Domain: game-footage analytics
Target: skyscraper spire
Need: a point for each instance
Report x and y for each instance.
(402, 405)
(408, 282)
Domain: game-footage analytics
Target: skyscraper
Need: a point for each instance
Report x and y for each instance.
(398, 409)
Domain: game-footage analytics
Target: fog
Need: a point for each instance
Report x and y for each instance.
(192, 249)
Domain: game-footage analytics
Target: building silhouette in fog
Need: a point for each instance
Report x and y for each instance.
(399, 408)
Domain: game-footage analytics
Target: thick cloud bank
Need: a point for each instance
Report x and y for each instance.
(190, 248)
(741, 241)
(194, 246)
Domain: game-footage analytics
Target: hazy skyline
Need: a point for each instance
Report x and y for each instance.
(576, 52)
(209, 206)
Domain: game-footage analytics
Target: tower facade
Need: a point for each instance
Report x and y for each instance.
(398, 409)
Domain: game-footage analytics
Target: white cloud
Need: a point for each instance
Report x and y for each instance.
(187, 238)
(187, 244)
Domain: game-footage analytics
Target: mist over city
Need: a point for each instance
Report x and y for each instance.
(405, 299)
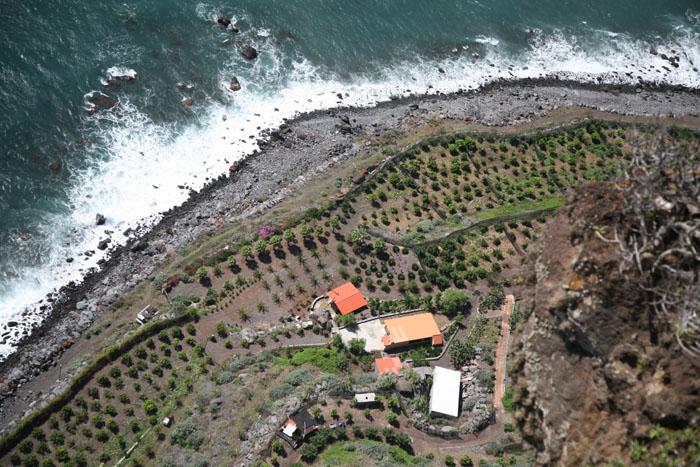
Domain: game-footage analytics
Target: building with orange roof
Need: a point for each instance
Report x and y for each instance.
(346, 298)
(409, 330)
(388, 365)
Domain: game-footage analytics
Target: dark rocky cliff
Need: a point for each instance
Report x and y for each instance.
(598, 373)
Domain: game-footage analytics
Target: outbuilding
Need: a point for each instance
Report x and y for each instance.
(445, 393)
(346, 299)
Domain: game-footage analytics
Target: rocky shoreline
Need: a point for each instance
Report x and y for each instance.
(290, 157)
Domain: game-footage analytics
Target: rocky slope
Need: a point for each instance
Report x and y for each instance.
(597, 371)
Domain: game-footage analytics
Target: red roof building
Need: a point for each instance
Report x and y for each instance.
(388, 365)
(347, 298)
- - -
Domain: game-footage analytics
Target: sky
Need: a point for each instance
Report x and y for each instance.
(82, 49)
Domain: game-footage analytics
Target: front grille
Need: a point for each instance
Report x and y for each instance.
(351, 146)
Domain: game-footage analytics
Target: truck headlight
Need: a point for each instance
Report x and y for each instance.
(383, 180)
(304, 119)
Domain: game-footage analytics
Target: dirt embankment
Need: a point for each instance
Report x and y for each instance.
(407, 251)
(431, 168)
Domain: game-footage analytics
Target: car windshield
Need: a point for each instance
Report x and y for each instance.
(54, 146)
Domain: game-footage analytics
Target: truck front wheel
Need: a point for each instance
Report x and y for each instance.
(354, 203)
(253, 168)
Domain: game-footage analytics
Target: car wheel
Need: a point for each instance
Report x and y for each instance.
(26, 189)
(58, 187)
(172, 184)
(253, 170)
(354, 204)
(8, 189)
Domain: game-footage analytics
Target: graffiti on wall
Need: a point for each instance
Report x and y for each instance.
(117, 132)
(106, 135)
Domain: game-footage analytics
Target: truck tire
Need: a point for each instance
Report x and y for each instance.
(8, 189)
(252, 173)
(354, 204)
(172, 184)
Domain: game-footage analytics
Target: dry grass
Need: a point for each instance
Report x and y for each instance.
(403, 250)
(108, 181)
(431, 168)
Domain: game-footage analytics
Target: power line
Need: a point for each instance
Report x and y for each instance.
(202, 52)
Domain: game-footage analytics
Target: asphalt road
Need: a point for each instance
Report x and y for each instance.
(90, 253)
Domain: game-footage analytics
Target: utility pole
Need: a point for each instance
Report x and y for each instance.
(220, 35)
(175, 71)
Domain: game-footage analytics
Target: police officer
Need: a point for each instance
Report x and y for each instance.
- - -
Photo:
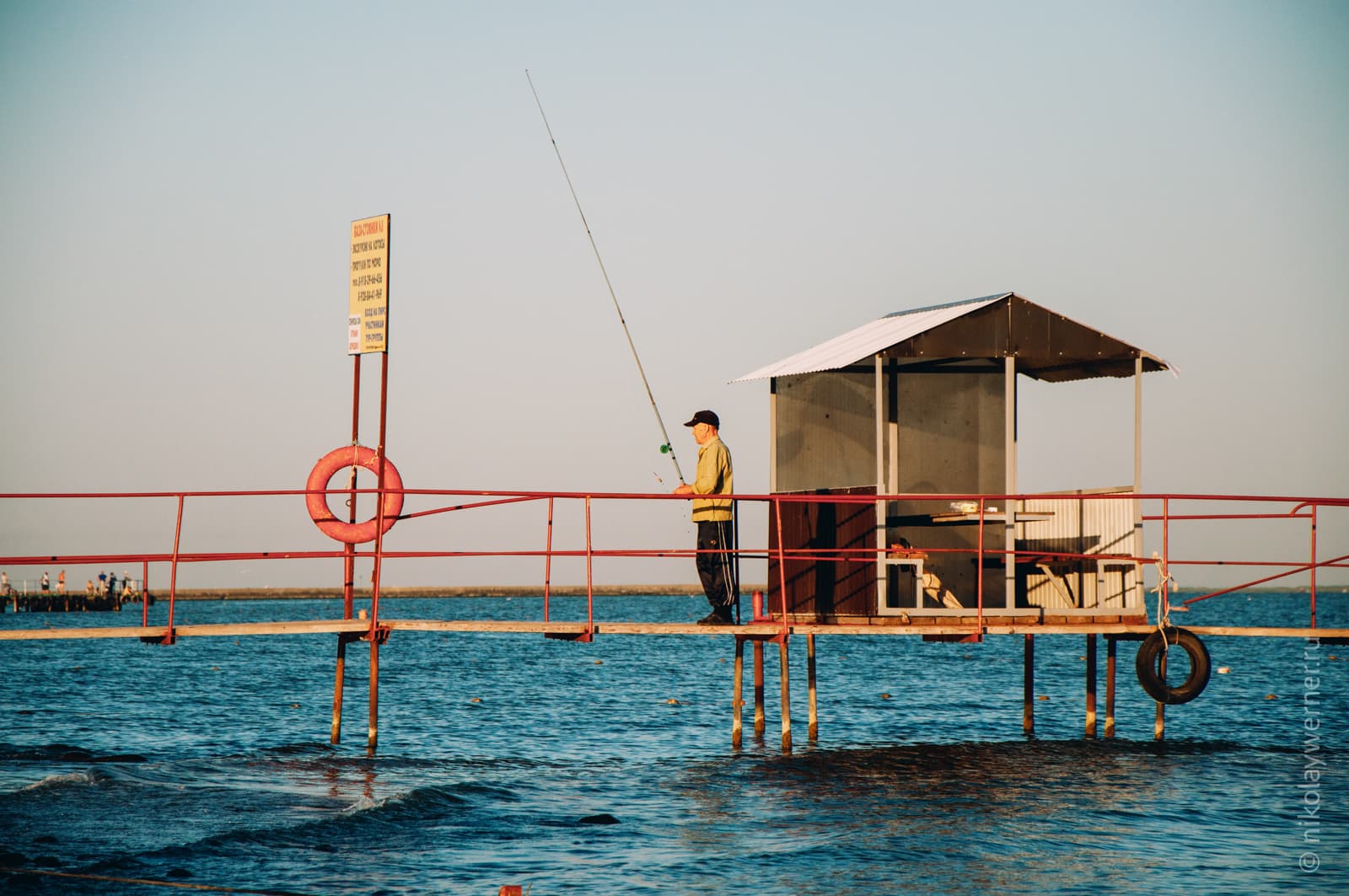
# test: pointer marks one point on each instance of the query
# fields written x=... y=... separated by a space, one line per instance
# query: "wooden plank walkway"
- - -
- _What you should do_:
Identify every line in the items above that contains the word "rocky", and copy each one. Case counts.

- _Full solution_:
Target: dark rocky cliff
Target: rocky shoreline
Target: rocky slope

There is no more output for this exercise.